What to do:
Below are records to give again exactly; omit each image they contain.

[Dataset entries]
========
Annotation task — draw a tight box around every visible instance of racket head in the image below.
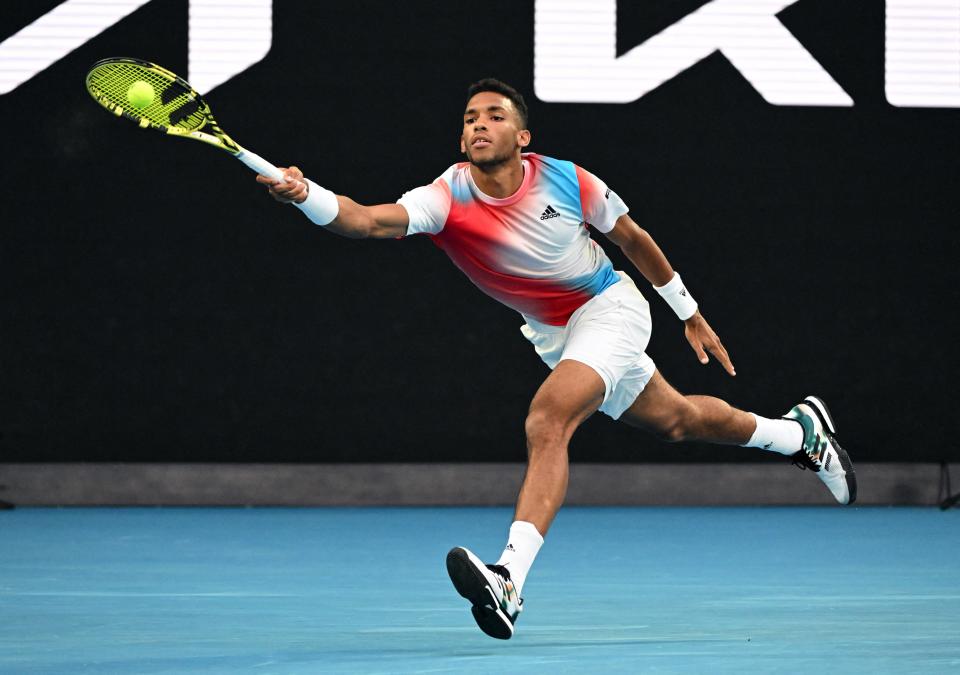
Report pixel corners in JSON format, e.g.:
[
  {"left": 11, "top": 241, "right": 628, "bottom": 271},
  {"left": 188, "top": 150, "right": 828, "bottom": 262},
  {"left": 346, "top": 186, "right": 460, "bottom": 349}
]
[{"left": 85, "top": 57, "right": 239, "bottom": 154}]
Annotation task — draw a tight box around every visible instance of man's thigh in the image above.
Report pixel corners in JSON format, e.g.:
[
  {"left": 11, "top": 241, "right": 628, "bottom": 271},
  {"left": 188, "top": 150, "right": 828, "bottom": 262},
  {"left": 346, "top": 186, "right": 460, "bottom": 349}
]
[{"left": 528, "top": 359, "right": 606, "bottom": 430}]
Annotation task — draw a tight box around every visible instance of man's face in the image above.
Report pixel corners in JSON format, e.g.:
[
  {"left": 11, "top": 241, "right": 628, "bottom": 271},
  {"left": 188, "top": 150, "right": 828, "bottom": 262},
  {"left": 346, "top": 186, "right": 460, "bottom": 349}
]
[{"left": 460, "top": 91, "right": 530, "bottom": 169}]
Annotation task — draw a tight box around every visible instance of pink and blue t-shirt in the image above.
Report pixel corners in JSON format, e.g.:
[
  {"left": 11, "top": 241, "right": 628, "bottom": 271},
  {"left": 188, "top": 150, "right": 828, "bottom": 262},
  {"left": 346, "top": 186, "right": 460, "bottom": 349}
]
[{"left": 398, "top": 153, "right": 629, "bottom": 326}]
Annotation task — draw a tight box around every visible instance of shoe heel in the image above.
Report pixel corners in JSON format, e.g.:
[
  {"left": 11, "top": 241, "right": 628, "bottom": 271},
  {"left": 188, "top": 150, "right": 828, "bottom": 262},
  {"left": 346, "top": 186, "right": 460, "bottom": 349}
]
[{"left": 804, "top": 396, "right": 836, "bottom": 434}]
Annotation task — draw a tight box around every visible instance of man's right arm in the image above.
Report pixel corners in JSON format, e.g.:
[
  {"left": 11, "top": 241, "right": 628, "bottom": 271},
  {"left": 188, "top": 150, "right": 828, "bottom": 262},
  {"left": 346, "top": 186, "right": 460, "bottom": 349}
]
[
  {"left": 325, "top": 198, "right": 409, "bottom": 239},
  {"left": 255, "top": 166, "right": 409, "bottom": 239}
]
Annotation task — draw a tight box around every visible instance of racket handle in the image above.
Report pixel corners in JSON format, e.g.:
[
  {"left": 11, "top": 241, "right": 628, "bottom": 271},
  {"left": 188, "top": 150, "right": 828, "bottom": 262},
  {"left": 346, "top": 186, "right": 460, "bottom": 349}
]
[{"left": 235, "top": 148, "right": 286, "bottom": 182}]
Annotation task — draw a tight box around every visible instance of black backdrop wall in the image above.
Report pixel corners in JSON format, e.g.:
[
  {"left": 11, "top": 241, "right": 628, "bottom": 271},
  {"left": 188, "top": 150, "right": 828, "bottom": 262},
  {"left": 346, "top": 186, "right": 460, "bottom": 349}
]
[{"left": 1, "top": 1, "right": 958, "bottom": 463}]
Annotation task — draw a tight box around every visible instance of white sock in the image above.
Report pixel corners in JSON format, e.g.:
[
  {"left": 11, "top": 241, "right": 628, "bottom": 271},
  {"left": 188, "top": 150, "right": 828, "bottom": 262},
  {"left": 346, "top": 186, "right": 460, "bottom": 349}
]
========
Exercise solution:
Annotation task — draw a tight box around every visible instance of racket head in the image below.
Report pixel corners in JSON format, e.g.:
[
  {"left": 11, "top": 241, "right": 628, "bottom": 271},
  {"left": 188, "top": 150, "right": 828, "bottom": 262},
  {"left": 346, "top": 186, "right": 460, "bottom": 349}
]
[{"left": 85, "top": 57, "right": 239, "bottom": 154}]
Annotation task — draw a tight box around every visible instance of man's thigh in the image above.
Report pixel corners in JSON format, e.g.:
[
  {"left": 11, "top": 241, "right": 628, "bottom": 271},
  {"left": 188, "top": 150, "right": 828, "bottom": 262},
  {"left": 346, "top": 186, "right": 460, "bottom": 349}
]
[{"left": 528, "top": 359, "right": 606, "bottom": 430}]
Annotation task — draw a tight box around every visible instance of man's face in the image above.
Report pixel corners in JSON format, e.g.:
[
  {"left": 11, "top": 241, "right": 628, "bottom": 271},
  {"left": 188, "top": 150, "right": 828, "bottom": 262},
  {"left": 346, "top": 186, "right": 460, "bottom": 349}
]
[{"left": 460, "top": 91, "right": 530, "bottom": 169}]
Annotation task — draw a tight box around every visible instance of pink and blue t-shirt in the image above.
Report pixel corners in JSON format, e.g.:
[
  {"left": 11, "top": 241, "right": 628, "bottom": 271},
  {"left": 188, "top": 150, "right": 828, "bottom": 262},
  {"left": 346, "top": 186, "right": 460, "bottom": 349}
]
[{"left": 398, "top": 153, "right": 629, "bottom": 326}]
Annotation task — draw a tight box around every visible instance of shoe heel in the image above.
Report pixel corners in JSON format, e.g.:
[
  {"left": 11, "top": 241, "right": 628, "bottom": 271},
  {"left": 188, "top": 150, "right": 828, "bottom": 262},
  {"left": 346, "top": 186, "right": 460, "bottom": 349}
]
[{"left": 804, "top": 396, "right": 836, "bottom": 434}]
Annotation task — draw a tight box around every visible instance of man's right arm in the image above.
Report pixel corners in JSON format, e.g.:
[
  {"left": 11, "top": 241, "right": 628, "bottom": 271},
  {"left": 188, "top": 150, "right": 828, "bottom": 262},
  {"left": 346, "top": 186, "right": 460, "bottom": 349}
]
[
  {"left": 325, "top": 198, "right": 409, "bottom": 239},
  {"left": 255, "top": 166, "right": 409, "bottom": 239}
]
Annotation task — draw a tight box around every visible instance of racket handle in the image above.
Report pixel corners in JSON format, e.g.:
[
  {"left": 11, "top": 241, "right": 628, "bottom": 271},
  {"left": 188, "top": 150, "right": 828, "bottom": 262},
  {"left": 346, "top": 186, "right": 460, "bottom": 349}
]
[{"left": 235, "top": 148, "right": 286, "bottom": 182}]
Annotation task — draw a tight box around every visible instance of black backdrop wall in the image above.
Report pixel corners in JSON format, e.g.:
[
  {"left": 11, "top": 241, "right": 628, "bottom": 271},
  {"left": 188, "top": 150, "right": 828, "bottom": 262},
  {"left": 346, "top": 186, "right": 460, "bottom": 349}
]
[{"left": 1, "top": 1, "right": 958, "bottom": 463}]
Annotation task — draw a tight box around every visible instance of white sock in the image above.
Report pixel corners in JSON format, e.g.:
[
  {"left": 11, "top": 241, "right": 628, "bottom": 271},
  {"left": 188, "top": 150, "right": 828, "bottom": 262},
  {"left": 346, "top": 186, "right": 460, "bottom": 349}
]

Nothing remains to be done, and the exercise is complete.